-- Start INFORMATION GIVEN --

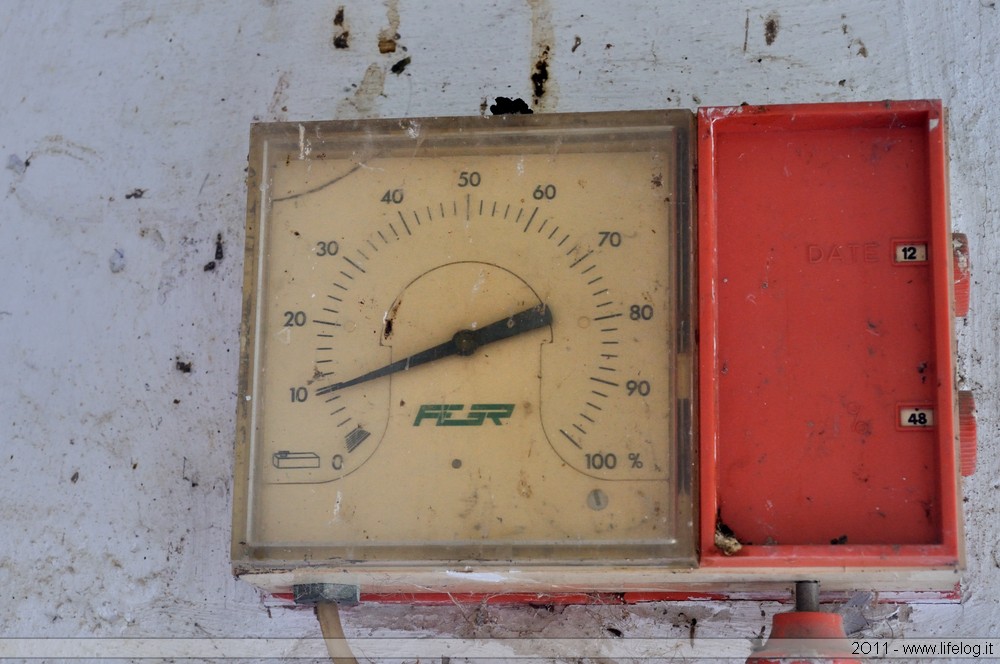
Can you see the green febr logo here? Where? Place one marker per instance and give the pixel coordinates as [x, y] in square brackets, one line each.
[443, 414]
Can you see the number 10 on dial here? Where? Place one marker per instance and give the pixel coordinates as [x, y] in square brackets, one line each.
[468, 339]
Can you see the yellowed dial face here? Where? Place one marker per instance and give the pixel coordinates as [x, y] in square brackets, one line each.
[468, 339]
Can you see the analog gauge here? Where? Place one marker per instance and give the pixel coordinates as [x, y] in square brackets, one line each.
[468, 339]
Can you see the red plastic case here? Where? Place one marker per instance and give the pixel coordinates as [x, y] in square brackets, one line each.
[827, 386]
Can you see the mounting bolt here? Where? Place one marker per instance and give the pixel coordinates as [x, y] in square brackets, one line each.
[311, 594]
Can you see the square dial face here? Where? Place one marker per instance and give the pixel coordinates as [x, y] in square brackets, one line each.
[468, 339]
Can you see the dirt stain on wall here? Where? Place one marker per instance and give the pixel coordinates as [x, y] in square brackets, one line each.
[544, 95]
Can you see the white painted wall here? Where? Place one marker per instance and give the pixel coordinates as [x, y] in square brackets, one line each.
[115, 466]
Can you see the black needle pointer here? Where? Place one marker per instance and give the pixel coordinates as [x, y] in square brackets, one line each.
[464, 342]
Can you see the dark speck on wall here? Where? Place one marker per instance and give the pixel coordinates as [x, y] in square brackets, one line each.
[340, 31]
[771, 26]
[400, 66]
[541, 74]
[507, 106]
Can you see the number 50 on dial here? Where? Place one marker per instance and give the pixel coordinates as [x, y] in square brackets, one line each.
[467, 339]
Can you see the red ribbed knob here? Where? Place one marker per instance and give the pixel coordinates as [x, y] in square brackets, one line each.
[967, 432]
[963, 274]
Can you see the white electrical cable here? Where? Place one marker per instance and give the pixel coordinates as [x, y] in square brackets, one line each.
[328, 615]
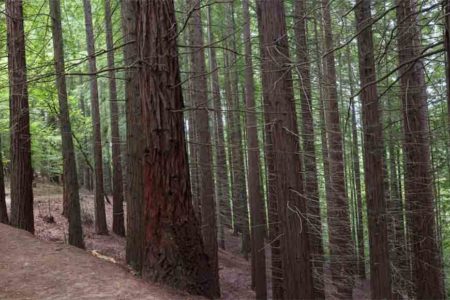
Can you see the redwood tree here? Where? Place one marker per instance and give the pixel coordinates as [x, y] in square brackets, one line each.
[340, 238]
[134, 188]
[419, 196]
[200, 100]
[3, 211]
[257, 210]
[380, 273]
[118, 219]
[174, 252]
[309, 157]
[285, 169]
[68, 152]
[21, 170]
[100, 216]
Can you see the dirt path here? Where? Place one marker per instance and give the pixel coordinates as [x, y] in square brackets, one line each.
[34, 269]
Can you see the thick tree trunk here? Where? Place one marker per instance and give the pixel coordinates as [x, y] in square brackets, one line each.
[257, 210]
[340, 239]
[21, 170]
[223, 198]
[134, 188]
[200, 101]
[100, 216]
[3, 211]
[69, 167]
[427, 264]
[311, 186]
[174, 251]
[118, 219]
[286, 167]
[380, 273]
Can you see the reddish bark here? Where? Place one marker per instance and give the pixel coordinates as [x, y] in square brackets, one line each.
[118, 218]
[21, 170]
[174, 251]
[134, 187]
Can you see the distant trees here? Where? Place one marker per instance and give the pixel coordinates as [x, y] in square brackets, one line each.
[301, 134]
[3, 212]
[68, 152]
[118, 214]
[100, 216]
[427, 263]
[380, 273]
[282, 146]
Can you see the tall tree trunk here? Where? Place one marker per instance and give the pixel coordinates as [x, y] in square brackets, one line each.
[361, 265]
[427, 264]
[340, 239]
[286, 167]
[309, 149]
[68, 152]
[118, 219]
[200, 101]
[380, 273]
[21, 170]
[135, 185]
[254, 179]
[100, 216]
[174, 251]
[222, 192]
[447, 49]
[3, 211]
[238, 160]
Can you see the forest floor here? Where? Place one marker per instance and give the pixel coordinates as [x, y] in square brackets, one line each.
[43, 268]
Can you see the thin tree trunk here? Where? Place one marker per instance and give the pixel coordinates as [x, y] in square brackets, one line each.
[135, 187]
[254, 178]
[68, 152]
[427, 264]
[340, 239]
[357, 182]
[3, 211]
[238, 160]
[222, 192]
[100, 216]
[174, 251]
[447, 61]
[21, 170]
[286, 167]
[309, 149]
[118, 219]
[380, 273]
[200, 101]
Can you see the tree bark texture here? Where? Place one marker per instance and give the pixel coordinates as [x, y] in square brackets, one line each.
[118, 218]
[427, 264]
[286, 169]
[22, 215]
[100, 215]
[174, 252]
[69, 163]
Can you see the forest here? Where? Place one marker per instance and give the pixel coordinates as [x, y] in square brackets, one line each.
[233, 149]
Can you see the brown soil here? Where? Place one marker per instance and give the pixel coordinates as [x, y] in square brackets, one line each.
[47, 268]
[72, 273]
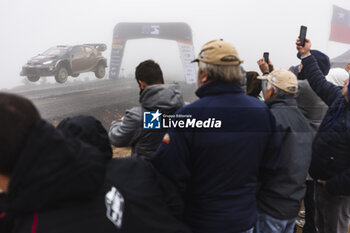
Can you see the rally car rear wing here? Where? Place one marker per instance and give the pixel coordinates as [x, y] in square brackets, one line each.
[99, 47]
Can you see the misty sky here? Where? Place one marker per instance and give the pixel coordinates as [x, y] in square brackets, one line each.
[253, 26]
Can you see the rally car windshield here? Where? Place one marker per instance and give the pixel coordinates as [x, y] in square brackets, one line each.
[54, 51]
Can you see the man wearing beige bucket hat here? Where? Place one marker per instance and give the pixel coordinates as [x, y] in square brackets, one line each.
[279, 200]
[217, 169]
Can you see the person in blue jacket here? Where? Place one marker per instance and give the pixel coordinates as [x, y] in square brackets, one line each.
[219, 146]
[330, 164]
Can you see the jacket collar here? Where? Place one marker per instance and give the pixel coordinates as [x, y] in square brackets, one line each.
[216, 88]
[287, 101]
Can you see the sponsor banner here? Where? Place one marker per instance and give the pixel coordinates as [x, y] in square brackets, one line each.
[187, 56]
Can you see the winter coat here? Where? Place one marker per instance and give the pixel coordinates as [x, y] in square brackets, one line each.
[66, 182]
[312, 107]
[166, 98]
[330, 150]
[217, 169]
[281, 196]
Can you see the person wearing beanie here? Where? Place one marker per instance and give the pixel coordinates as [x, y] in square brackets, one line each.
[64, 180]
[314, 109]
[330, 165]
[337, 76]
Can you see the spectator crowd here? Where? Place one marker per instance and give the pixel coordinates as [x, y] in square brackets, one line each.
[283, 140]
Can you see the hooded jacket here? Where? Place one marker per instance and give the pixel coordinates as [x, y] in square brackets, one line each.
[68, 183]
[217, 169]
[281, 196]
[166, 98]
[330, 149]
[53, 172]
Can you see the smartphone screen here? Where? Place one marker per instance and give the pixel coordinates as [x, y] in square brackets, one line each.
[302, 35]
[266, 57]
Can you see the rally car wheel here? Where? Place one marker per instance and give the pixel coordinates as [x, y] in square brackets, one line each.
[33, 78]
[100, 71]
[61, 75]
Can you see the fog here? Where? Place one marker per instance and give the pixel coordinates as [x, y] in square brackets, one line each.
[31, 27]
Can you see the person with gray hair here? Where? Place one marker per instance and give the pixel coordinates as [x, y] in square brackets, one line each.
[279, 200]
[216, 168]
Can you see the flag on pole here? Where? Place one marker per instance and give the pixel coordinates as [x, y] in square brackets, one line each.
[340, 25]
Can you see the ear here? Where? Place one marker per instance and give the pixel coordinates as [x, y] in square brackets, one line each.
[203, 78]
[269, 93]
[142, 84]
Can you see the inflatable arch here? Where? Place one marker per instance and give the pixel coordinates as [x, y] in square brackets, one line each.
[180, 32]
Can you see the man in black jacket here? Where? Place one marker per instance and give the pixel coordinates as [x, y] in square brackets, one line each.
[155, 96]
[330, 164]
[279, 199]
[64, 180]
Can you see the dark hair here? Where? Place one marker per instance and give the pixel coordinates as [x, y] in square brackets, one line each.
[149, 72]
[253, 84]
[17, 116]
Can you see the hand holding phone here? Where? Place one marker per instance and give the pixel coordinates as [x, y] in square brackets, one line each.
[302, 35]
[266, 57]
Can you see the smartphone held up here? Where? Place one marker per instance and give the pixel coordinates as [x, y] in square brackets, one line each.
[302, 35]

-- End INFORMATION GIVEN --

WORK REQUIRED
Find the line that contains "Can you see the fog" in the listing above. Retype it and every line after it up to the last, exactly, and nothing else.

COMPLETE OUTPUT
Can you see the fog here? Where? Place one marker per instance and give the pixel coordinates as [x, y] in square brackets, one line each.
[31, 27]
Can you see the person with gray hair here? Where? Place one marker per instance and give the pixel coordinates as [x, y] in square brackets, one line each.
[279, 200]
[216, 168]
Can you see the flag on pole here? Where? Place one marker per instance and give the pixel coordinates as [x, y] in square brackets, one line each.
[340, 25]
Can you see the ear here? Where? Place one marker per instance and give the pixel coordinates as [x, y] in square brackets, one line each.
[203, 78]
[269, 93]
[142, 84]
Can you see the inflatable arch here? Where? Place one marker per instance and give the pixel coordinates as [x, y] in square brackets, one line each.
[180, 32]
Can you see the man in black jacket here? Where? Place one marker per instance and give the pixel coordinates as [x, y] in square brackets, one line each.
[155, 96]
[330, 164]
[279, 199]
[64, 180]
Can you see the dark hair here? Where? Place one marker per instance and give the pixel coordinates as [x, y] in square brackets, one line each.
[149, 72]
[253, 84]
[17, 116]
Can you see the hand holding phone here? Where? Place one marker per instance and give the pixel coordinates as [x, y] in square brackets, one line each.
[302, 35]
[266, 57]
Can you see the smartphone held up here? Where? Place one marker per instance and give the pixel coordinates as [x, y] in square brackets, one line each.
[302, 35]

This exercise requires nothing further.